**WHAT TO WORK ON**:
Only the pictures should be dropped; every line of the data must come back exactly as written.

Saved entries

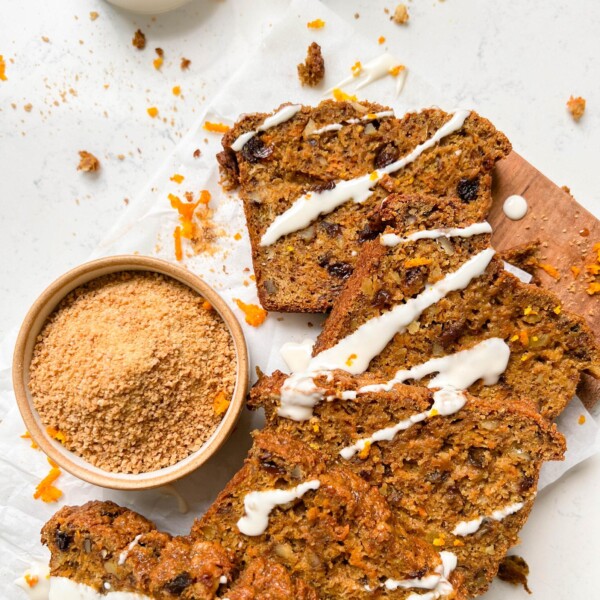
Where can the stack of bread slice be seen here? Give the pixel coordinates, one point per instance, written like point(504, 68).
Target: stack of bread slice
point(401, 457)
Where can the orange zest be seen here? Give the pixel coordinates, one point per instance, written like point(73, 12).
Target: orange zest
point(44, 490)
point(216, 127)
point(31, 580)
point(553, 272)
point(316, 24)
point(340, 95)
point(417, 262)
point(255, 315)
point(178, 244)
point(220, 403)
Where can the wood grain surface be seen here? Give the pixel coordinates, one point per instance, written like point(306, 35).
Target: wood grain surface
point(567, 232)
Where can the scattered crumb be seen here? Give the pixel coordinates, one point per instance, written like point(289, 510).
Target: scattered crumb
point(87, 162)
point(2, 69)
point(316, 24)
point(514, 569)
point(139, 40)
point(576, 107)
point(401, 15)
point(312, 71)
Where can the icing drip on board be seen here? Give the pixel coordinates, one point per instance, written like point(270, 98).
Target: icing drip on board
point(258, 506)
point(281, 116)
point(309, 206)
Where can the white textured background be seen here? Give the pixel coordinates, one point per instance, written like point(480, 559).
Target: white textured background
point(515, 62)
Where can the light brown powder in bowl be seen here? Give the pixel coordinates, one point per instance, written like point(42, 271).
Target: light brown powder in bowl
point(135, 370)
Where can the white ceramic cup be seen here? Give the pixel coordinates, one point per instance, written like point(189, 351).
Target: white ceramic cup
point(149, 7)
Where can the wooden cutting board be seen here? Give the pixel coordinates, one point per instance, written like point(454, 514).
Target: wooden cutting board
point(567, 232)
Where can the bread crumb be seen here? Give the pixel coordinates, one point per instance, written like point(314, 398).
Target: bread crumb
point(87, 162)
point(139, 40)
point(316, 24)
point(401, 15)
point(312, 71)
point(576, 107)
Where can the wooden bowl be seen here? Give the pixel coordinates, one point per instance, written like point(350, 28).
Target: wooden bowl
point(35, 320)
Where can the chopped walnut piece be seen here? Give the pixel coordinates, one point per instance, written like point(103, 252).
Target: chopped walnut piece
point(139, 40)
point(87, 162)
point(312, 71)
point(576, 107)
point(401, 15)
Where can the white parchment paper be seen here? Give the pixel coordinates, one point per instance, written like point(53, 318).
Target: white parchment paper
point(267, 79)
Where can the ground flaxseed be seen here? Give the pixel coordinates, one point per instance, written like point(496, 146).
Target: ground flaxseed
point(128, 368)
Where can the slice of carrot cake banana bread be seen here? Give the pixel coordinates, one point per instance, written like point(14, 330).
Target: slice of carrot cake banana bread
point(309, 177)
point(420, 293)
point(460, 472)
point(324, 523)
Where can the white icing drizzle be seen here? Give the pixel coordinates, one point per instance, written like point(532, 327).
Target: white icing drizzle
point(524, 276)
point(309, 206)
point(62, 588)
point(281, 116)
point(123, 556)
point(338, 126)
point(299, 394)
point(372, 71)
point(392, 239)
point(515, 207)
point(41, 589)
point(465, 528)
point(258, 506)
point(445, 402)
point(486, 360)
point(439, 583)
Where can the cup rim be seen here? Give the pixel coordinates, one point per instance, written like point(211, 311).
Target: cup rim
point(32, 324)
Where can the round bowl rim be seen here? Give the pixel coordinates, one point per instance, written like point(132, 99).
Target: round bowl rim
point(46, 303)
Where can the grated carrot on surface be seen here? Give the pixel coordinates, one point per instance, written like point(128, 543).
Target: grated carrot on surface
point(417, 262)
point(216, 127)
point(221, 403)
point(45, 491)
point(255, 315)
point(177, 242)
point(552, 271)
point(340, 95)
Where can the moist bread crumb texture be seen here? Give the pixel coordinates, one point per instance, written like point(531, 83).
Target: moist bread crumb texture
point(128, 367)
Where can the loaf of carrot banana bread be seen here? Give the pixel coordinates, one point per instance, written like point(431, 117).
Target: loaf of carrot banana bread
point(461, 476)
point(309, 178)
point(547, 348)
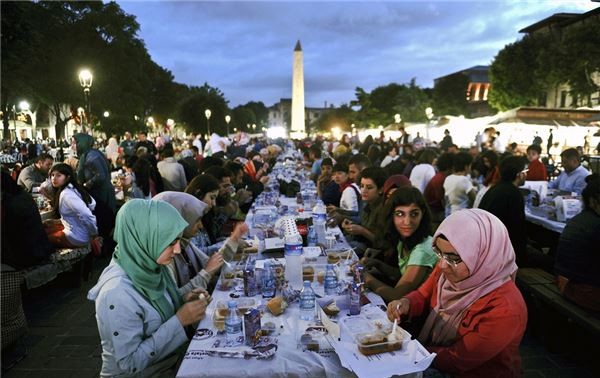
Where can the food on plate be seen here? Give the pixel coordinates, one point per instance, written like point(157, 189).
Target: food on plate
point(331, 309)
point(277, 305)
point(321, 276)
point(379, 342)
point(308, 273)
point(333, 258)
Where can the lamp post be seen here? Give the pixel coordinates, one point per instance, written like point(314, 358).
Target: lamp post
point(85, 79)
point(227, 120)
point(429, 115)
point(207, 113)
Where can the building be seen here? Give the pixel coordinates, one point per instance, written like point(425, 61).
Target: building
point(559, 96)
point(477, 90)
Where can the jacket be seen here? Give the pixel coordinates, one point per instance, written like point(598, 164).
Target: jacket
point(135, 341)
point(489, 335)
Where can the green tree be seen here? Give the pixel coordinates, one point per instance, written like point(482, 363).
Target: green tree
point(192, 110)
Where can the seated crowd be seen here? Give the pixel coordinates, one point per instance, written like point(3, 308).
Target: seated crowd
point(440, 233)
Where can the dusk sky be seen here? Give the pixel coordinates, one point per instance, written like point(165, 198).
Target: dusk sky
point(245, 48)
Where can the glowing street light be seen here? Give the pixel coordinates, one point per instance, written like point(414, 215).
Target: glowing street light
point(227, 120)
point(85, 79)
point(207, 113)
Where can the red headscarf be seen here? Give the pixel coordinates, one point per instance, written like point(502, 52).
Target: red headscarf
point(483, 244)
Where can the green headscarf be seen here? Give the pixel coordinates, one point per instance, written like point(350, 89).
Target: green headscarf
point(144, 229)
point(84, 143)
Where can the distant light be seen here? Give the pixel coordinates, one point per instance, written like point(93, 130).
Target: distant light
point(276, 132)
point(24, 106)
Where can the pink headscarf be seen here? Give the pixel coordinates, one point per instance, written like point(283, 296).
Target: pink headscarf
point(483, 244)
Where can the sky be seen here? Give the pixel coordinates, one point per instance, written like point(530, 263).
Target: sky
point(245, 48)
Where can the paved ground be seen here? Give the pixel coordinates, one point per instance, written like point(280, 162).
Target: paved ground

**TASK RESULT**:
Where can the stack of bread slice be seen here? Give the pixel coordinates, one point per instance, written like point(504, 68).
Target: stack of bread slice
point(401, 457)
Where can the orange zest be seen here? Give the pixel coordinates, one point per instance, written like point(73, 12).
Target: orange zest
point(44, 490)
point(216, 127)
point(31, 580)
point(553, 272)
point(316, 24)
point(340, 95)
point(417, 262)
point(255, 315)
point(178, 244)
point(220, 403)
Where can the wood grain surface be seen here? Give the pixel coordinates, one point per instance, written like point(306, 35).
Target: wood grain surface
point(567, 232)
Where can the scattered crumb be seen here? Give the pixel coordinates, one point per instance, written like point(289, 510).
Target: scattered crumb
point(87, 162)
point(2, 69)
point(316, 24)
point(514, 569)
point(139, 40)
point(576, 107)
point(401, 15)
point(312, 71)
Where can the icing drip on board be seen here? Give the pixel coordinates, one point per instance, written like point(270, 98).
Target: icing drip on board
point(258, 506)
point(281, 116)
point(309, 206)
Where can the white textured background be seen here? Give the pixel coordinates, one point per instance, written like point(480, 559).
Target: white textured background
point(515, 62)
Where can the light brown powder in bowl be seen here? Give the pixel coordinates, one point per instance, written like point(42, 271).
Target: light brown powder in bowl
point(135, 370)
Where can the white ceramic cup be seen here? Give the pixel coordinates, one point per instance, written like point(189, 351).
Target: white ceramic cup
point(149, 7)
Where can the wooden cutting board be seen here? Give the pixel coordinates, one point per instance, written like point(454, 514).
Target: wooden cutting board
point(567, 232)
Where can the bread crumb be seen here? Give the pixel coordinates, one point per instance, written like point(314, 398).
Target: bread crumb
point(87, 162)
point(139, 40)
point(316, 24)
point(401, 15)
point(312, 71)
point(576, 107)
Where can the wooden bowl be seen here? Give the pixel coordinates, one point per instance, written like point(350, 28).
Target: wooden bowl
point(35, 320)
Where can the chopped walnut piece be seen here? Give the pixel coordinates, one point per instance, written like point(103, 252).
Target: chopped walnut piece
point(139, 40)
point(87, 162)
point(312, 71)
point(576, 107)
point(401, 15)
Where can the white parchment paper be seen here? Give the pixel coordinates, one point per instance, written like point(53, 318).
Target: white parchment paper
point(267, 79)
Where can the ground flaxseed be seen here? Give the pixel coordinates, one point per instance, written like point(496, 146).
Target: ground flaxseed
point(128, 368)
Where can the slice of carrot cake banana bread be seen here? Give the pixel coordinates, one point per instance, written like point(14, 330).
Target: slice of carrot cake banana bread
point(309, 177)
point(420, 293)
point(460, 472)
point(324, 523)
Where can the white icing drizzle be seen here? Give the pixel coordinates, one point per instance, written like point(532, 327).
Target: white icing drizzle
point(524, 276)
point(309, 206)
point(62, 588)
point(281, 116)
point(123, 556)
point(338, 126)
point(299, 394)
point(372, 71)
point(392, 239)
point(515, 207)
point(41, 589)
point(465, 528)
point(258, 506)
point(445, 402)
point(486, 360)
point(439, 583)
Where can the cup rim be seen here? Give the pixel coordinates, one point per instance, written like point(211, 311).
Target: cup rim
point(32, 324)
Where can the round bowl rim be seen here? Give the pixel coordinates, one point per instance, written like point(132, 99).
Target: round bowl rim
point(46, 303)
Where can the grated carrot on surface be seen here? Give the pixel coordinates, one point per instance, written like point(128, 543).
Target: grated carrot on surface
point(417, 262)
point(216, 127)
point(221, 403)
point(45, 491)
point(255, 315)
point(177, 242)
point(552, 271)
point(340, 95)
Where can the moist bread crumb texture be seen here? Give the pixel coordinates, one point per instance, written like point(531, 83).
Target: moist bread crumb texture
point(128, 367)
Where can the loaf of carrot banana bread be seen here? Give the pixel coordinates, one point per instance, written like point(431, 117).
Target: loaf of carrot banana bread
point(461, 476)
point(309, 178)
point(547, 348)
Where can the food on plate be seen here? Give the pixel coordinates, one point per instance, written like point(157, 189).
Target: food on plate
point(331, 309)
point(277, 305)
point(321, 276)
point(379, 342)
point(308, 273)
point(333, 258)
Where can the lamp post be seen here? Give the pixel coordinates, one point per instance, written like point(314, 358).
Target: lamp post
point(85, 79)
point(227, 120)
point(429, 115)
point(207, 113)
Where can the building be seen here? Give the pixel coordinates, one point per instance, written like point(425, 61).
Target: building
point(559, 96)
point(477, 90)
Where can the jacket be seen here? Give the pixel coordinates, one point per instance, written like point(598, 164).
Target: jacket
point(135, 341)
point(489, 335)
Where can the green tree be seen here? Give the pixel coordinates, one point per instance, written like point(482, 363).
Target: green tree
point(192, 110)
Where can the seated crowd be seen here? Give the pixel coordinates, one point per instance, written like point(3, 308).
Target: seated crowd
point(440, 233)
Where can the dusk sky be seen here? Give the pixel coordinates, one point per instance, written like point(165, 198).
Target: dusk sky
point(245, 48)
Where can the glowing street light be seen here? Give the pixel coordinates, one point per instance, written like point(414, 215).
Target: glowing street light
point(227, 120)
point(85, 79)
point(207, 113)
Where can the red headscarf be seen here? Give the pixel coordinates, one point per instance, written like point(502, 52).
Target: red headscarf
point(483, 244)
Where can the green headscarf be seen here? Give the pixel coordinates, one point per instance, written like point(350, 89).
Target: green headscarf
point(144, 229)
point(84, 143)
Where can the distant light be seen here? Give the pixel coordinates, one point per instance, written like point(93, 130).
Target: distant light
point(276, 132)
point(24, 106)
Where can the pink headscarf be seen here? Give the pixel coordinates, one point per instance, written like point(283, 296).
Target: pink headscarf
point(483, 244)
Where can the sky be seen here? Give the pixel coordinates, one point per instance, written like point(530, 263).
Target: sky
point(245, 48)
Where can the paved ground be seen here? Give the pixel coordinates, one point per instance, written like point(280, 162).
Target: paved ground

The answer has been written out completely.